Data for the task: Begin

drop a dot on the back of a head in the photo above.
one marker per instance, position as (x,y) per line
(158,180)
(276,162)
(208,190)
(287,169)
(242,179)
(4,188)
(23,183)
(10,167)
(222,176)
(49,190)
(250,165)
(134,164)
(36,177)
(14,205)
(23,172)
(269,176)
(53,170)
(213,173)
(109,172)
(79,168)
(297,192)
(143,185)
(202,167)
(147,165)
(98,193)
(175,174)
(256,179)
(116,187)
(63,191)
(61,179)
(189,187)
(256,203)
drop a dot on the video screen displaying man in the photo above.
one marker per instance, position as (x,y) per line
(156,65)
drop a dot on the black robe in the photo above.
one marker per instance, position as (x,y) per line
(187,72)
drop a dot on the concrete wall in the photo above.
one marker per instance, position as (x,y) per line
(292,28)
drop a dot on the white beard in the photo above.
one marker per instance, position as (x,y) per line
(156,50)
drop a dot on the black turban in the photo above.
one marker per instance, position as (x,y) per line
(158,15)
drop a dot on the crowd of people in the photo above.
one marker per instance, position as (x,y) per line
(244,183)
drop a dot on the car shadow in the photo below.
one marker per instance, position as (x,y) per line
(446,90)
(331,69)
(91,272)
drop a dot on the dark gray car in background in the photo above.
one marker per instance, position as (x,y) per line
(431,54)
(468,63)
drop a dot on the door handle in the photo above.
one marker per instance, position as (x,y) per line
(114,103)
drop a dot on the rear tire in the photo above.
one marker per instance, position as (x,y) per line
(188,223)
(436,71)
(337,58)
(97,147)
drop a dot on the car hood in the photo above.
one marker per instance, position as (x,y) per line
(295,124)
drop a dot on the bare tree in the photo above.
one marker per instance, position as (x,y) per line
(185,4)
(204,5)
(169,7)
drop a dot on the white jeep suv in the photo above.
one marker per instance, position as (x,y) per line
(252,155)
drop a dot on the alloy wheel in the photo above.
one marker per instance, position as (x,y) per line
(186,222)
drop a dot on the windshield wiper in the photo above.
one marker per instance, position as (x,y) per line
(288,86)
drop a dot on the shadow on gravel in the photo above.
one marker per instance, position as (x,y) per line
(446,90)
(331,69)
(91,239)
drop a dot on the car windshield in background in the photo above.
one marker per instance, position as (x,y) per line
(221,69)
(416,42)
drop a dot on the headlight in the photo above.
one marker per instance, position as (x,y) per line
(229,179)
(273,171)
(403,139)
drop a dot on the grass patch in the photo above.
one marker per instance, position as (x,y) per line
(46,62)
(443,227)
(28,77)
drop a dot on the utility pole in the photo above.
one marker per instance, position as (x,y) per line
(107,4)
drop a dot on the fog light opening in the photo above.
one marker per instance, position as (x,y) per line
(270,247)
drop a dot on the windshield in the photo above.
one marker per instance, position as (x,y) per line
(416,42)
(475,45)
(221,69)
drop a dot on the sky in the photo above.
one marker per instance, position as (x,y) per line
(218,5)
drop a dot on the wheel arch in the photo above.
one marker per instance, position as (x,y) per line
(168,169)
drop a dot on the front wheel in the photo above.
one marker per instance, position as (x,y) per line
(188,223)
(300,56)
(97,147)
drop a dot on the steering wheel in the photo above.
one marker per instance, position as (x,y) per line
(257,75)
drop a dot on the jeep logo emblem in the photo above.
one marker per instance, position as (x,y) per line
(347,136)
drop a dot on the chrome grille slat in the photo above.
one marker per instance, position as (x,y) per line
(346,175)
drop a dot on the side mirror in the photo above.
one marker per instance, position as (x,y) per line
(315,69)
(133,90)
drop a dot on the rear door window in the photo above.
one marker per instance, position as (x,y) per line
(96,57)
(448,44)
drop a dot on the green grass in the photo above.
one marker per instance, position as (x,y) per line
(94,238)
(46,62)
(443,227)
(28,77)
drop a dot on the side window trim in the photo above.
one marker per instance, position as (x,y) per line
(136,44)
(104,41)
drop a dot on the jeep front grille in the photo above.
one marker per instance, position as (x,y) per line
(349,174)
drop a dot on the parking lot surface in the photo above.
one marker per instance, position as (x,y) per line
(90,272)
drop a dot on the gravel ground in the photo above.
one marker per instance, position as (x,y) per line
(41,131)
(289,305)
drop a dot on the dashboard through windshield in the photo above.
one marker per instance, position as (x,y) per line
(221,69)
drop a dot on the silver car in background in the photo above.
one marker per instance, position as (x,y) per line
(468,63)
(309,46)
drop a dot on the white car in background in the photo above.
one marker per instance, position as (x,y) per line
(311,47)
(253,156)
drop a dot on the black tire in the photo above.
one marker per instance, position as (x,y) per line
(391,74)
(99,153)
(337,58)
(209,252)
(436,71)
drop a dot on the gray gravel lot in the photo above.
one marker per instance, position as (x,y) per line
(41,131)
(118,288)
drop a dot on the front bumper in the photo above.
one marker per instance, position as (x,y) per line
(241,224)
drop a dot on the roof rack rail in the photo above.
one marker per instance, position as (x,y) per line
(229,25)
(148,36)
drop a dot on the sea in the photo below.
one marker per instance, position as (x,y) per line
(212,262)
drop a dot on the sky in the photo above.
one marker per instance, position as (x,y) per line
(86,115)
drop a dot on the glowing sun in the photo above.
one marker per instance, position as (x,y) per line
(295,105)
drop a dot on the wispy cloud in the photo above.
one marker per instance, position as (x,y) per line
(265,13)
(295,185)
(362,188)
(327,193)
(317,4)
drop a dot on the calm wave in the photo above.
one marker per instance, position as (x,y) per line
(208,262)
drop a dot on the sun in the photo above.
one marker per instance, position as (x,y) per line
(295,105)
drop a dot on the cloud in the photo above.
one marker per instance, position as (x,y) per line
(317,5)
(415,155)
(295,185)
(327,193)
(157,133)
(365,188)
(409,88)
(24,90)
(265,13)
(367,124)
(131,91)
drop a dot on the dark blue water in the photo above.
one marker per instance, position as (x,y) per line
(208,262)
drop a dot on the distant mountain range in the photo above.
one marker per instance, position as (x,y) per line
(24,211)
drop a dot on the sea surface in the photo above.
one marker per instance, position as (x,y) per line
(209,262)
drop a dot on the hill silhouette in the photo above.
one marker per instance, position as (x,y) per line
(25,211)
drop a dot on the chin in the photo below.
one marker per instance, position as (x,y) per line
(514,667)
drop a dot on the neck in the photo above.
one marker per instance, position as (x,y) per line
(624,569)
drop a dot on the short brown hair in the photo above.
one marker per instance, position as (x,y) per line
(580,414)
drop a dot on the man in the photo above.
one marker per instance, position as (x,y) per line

Data for the task: End

▶ _Assignment_:
Without changing a word, print all of the entries above.

▶ _Task solution_:
drop a dot on the back of a head in the photo above.
one marker per instance, position as (x,y) per line
(158,180)
(276,162)
(208,190)
(287,169)
(242,179)
(4,188)
(23,183)
(10,167)
(222,176)
(49,190)
(250,165)
(134,164)
(36,177)
(14,205)
(23,172)
(269,176)
(53,170)
(213,173)
(109,172)
(79,168)
(297,192)
(143,185)
(202,167)
(147,165)
(98,193)
(175,174)
(256,179)
(116,187)
(63,191)
(61,179)
(189,187)
(256,203)
drop a dot on the video screen displaying man in the photo above.
one marker per instance, position as (x,y) per line
(156,65)
drop a dot on the black robe in the photo above.
one marker per instance, position as (x,y) per line
(187,72)
drop a dot on the concrete wall in the photo above.
one marker per instance, position as (x,y) per line
(292,28)
drop a dot on the white beard in the photo above.
one marker per instance, position as (x,y) per line
(156,50)
drop a dot on the black turban in the photo above.
one marker per instance, position as (x,y) per line
(158,15)
drop a dot on the crowd of people in the photo above.
one marker per instance, position as (x,y) per line
(244,183)
drop a dot on the car shadow in the photo below.
one marker per instance, position as (x,y) per line
(446,90)
(331,69)
(91,272)
drop a dot on the dark gray car in background in the photo above.
one marker per instance, position as (x,y) per line
(431,54)
(468,63)
drop a dot on the door handle in the photo above.
one marker per instance, position as (x,y) per line
(114,103)
drop a dot on the rear tire in the photo above.
one marker per instance, position as (x,y) per line
(188,223)
(436,71)
(337,58)
(97,147)
drop a dot on the car hood in the photo above.
one marker per instance, position as (x,y) per line
(295,124)
drop a dot on the bare tree in the photo above.
one marker per instance, position as (x,y) per line
(185,4)
(204,5)
(169,7)
drop a dot on the white jeep suv in the photo above.
one marker per instance, position as (x,y) per line
(252,155)
drop a dot on the alloy wheel in the photo above.
one marker per instance, position as (x,y) per line
(186,222)
drop a dot on the windshield wiper in the photo above.
one marker per instance, position as (x,y) per line
(288,86)
drop a dot on the shadow on gravel in the photo above.
one marker per instance, position as (x,y) per line
(446,90)
(331,69)
(91,239)
drop a dot on the car windshield in background in the photo above.
one marker per instance, position as (x,y) per line
(221,69)
(416,42)
drop a dot on the headlight in the photo above.
one marker per instance, position as (x,y) per line
(229,179)
(273,171)
(403,139)
drop a dot on the grass patch in the photo above.
one marker per instance, position as (x,y) per line
(46,62)
(443,227)
(28,77)
drop a dot on the utility pole in the photo above.
one marker per instance, position as (x,y) per line
(107,4)
drop a dot on the fog light opening in the photo above.
one marker per instance, position as (x,y) per line
(270,247)
drop a dot on the windshield in the photo above.
one marker per instance, position as (x,y) per line
(416,42)
(475,45)
(221,69)
drop a dot on the sky in the photo above.
one marker per instance, position as (x,y) per line
(218,5)
drop a dot on the wheel arch in the photo above.
one marker per instance, position as (x,y) per line
(168,169)
drop a dot on the front wheel in the photo above.
one marker per instance, position as (x,y) per line
(188,223)
(300,56)
(97,147)
drop a dot on the steering wheel in the photo above.
one marker per instance, position as (x,y) per line
(257,75)
drop a dot on the jeep logo emblem in the photo above.
one marker per instance, position as (x,y) per line
(347,136)
drop a dot on the chrome grille slat in the photo above.
one marker per instance, position as (x,y) per line
(346,175)
drop a dot on the side mirror in the photo above.
one marker per instance, position as (x,y) per line
(315,69)
(133,90)
drop a dot on the rear door window in the photo above.
one marker per instance, position as (x,y) per line
(96,57)
(448,44)
drop a dot on the green grass in the photo above.
one marker per instance, position as (x,y) per line
(94,238)
(46,62)
(443,227)
(28,77)
drop a dot on the side window trim in the photo above.
one marker per instance, position as (x,y) per line
(136,44)
(104,41)
drop a dot on the jeep front grille in the photo above.
one marker per instance, position as (x,y) per line
(349,174)
drop a dot on the parking lot surface in the photo above.
one marker per instance, position as (x,y) per line
(90,272)
drop a dot on the gravel ground in the photo above.
one marker per instance, position as (x,y) per line
(41,131)
(289,305)
drop a dot on the dashboard through windshield in the photo above.
one marker per instance, position as (x,y) per line
(221,69)
drop a dot on the silver car in background in the photo above.
one marker per instance, position as (x,y) per line
(468,63)
(309,46)
drop a dot on the white car in background in the photo above.
one marker per instance, position as (x,y) per line
(311,47)
(253,156)
drop a dot on the black tire in the photo above.
one marker per instance, position as (x,y) per line
(391,74)
(99,153)
(337,58)
(209,252)
(436,71)
drop a dot on the gray gravel lot in the photo above.
one marker per instance, position as (x,y) per line
(41,131)
(118,288)
drop a dot on the front bumper in the photo above.
one marker per instance, position as (x,y) per line
(241,224)
drop a dot on the roof rack rail in the photo above.
one marker per instance, position as (x,y) per line
(229,25)
(148,36)
drop a dot on the sea in the photo below.
one marker per instance, position as (x,y) per line
(212,262)
drop a dot on the sky in the photo above.
one marker per instance, position as (x,y) per line
(86,115)
drop a dot on the glowing sun in the photo above.
one marker per instance, position as (x,y) per line
(295,105)
drop a dot on the wispy cloud in the photo above.
one marker per instance, position as (x,y) per line
(265,13)
(295,185)
(362,188)
(327,193)
(317,4)
drop a dot on the calm wave in the photo above.
one marker per instance, position as (x,y) per line
(208,262)
drop a dot on the sun in the photo above.
one marker per instance, position as (x,y) per line
(295,105)
drop a dot on the cloud in the photo above.
one marker per instance, position as (x,y) per line
(317,5)
(415,155)
(295,185)
(327,193)
(157,133)
(365,188)
(409,88)
(24,90)
(265,13)
(367,124)
(131,91)
drop a dot on the dark blue water in the photo above.
one marker per instance, position as (x,y) per line
(208,262)
drop a dot on the distant mountain range in the photo above.
one marker per instance, position as (x,y) per line
(24,211)
drop a dot on the sea surface in the photo above.
one marker per instance, position as (x,y) per line
(209,262)
drop a dot on the hill silhouette in the photo above.
one marker per instance, position as (x,y) per line
(25,211)
drop a dot on the chin in the photo below.
one marker per instance, position as (x,y) per line
(514,667)
drop a dot on the neck in the photo above.
one marker per instance, position as (x,y) per line
(624,569)
drop a dot on the short brown hair in the photo above.
one marker per instance, position as (x,y) per line
(580,414)
drop a dot on the man in the photo above.
one marker per instance, position as (x,y) per line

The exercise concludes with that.